_Problem description_: Of the lines in the data below, write out exactly those from the one holding "Target: bed footboard" through the one holding "Put a dot on the white baseboard", both included.

_Data records_:
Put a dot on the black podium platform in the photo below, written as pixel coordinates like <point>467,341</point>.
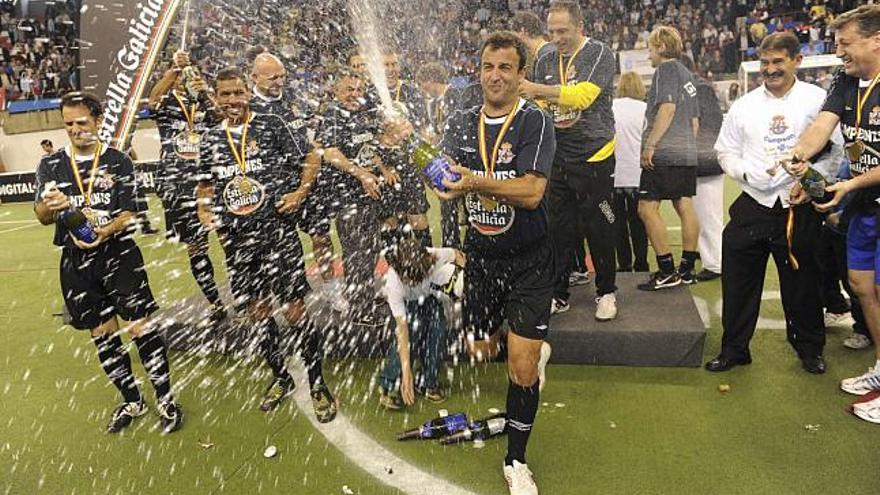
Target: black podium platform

...

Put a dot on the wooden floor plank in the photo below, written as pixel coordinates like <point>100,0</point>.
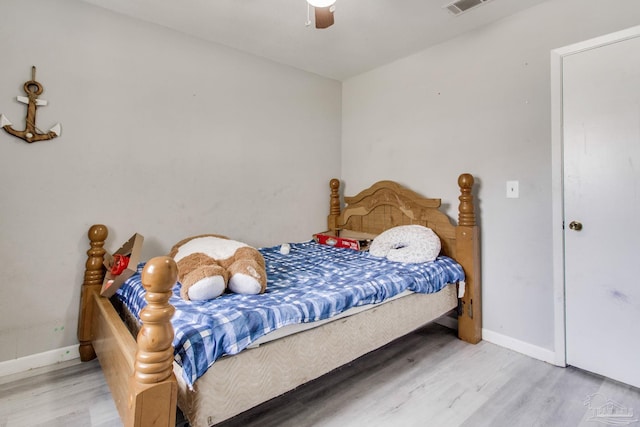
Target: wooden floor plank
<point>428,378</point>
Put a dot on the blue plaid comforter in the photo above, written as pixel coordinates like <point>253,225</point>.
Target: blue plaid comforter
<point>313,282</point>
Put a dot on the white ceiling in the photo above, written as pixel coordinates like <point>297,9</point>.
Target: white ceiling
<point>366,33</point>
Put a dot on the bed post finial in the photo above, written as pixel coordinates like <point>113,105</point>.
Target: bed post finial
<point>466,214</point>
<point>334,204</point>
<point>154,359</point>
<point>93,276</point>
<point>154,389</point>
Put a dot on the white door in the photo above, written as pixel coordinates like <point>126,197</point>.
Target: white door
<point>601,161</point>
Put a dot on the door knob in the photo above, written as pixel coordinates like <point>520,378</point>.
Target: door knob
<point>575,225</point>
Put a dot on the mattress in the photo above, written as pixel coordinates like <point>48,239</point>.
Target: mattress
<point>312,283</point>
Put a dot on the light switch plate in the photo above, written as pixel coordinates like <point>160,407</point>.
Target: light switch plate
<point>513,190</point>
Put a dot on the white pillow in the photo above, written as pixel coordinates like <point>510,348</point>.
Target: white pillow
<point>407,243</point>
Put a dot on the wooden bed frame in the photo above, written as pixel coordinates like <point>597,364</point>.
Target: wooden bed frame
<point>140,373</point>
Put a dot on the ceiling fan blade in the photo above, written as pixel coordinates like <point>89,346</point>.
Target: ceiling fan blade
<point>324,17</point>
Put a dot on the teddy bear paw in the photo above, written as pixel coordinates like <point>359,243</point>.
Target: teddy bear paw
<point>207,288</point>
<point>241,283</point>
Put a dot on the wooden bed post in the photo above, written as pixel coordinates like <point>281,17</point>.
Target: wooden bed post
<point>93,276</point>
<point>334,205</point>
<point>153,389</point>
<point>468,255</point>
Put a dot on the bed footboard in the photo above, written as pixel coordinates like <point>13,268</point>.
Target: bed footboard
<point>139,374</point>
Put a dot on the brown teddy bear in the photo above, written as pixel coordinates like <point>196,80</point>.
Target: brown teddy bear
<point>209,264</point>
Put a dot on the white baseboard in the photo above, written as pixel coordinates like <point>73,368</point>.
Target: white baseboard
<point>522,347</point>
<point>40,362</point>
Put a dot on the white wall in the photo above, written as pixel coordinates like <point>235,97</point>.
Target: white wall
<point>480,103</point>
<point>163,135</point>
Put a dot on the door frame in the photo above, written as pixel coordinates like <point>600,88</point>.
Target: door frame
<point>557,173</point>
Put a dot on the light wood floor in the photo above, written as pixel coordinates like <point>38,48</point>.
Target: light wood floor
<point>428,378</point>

==

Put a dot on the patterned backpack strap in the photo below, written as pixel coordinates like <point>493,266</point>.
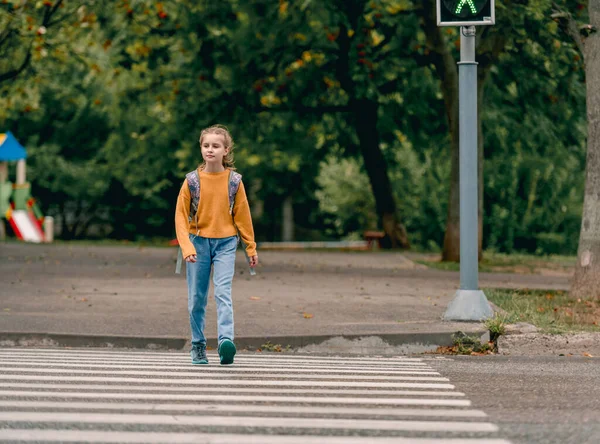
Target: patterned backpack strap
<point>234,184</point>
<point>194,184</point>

_Answer section_:
Target: bed footboard
<point>139,374</point>
Put a dot on the brown teddy bear in the photo above, written as pixel coordinates like <point>196,80</point>.
Target: brown teddy bear
<point>209,264</point>
Put a dot on the white baseboard in the photo above, written as pixel coordinates like <point>73,368</point>.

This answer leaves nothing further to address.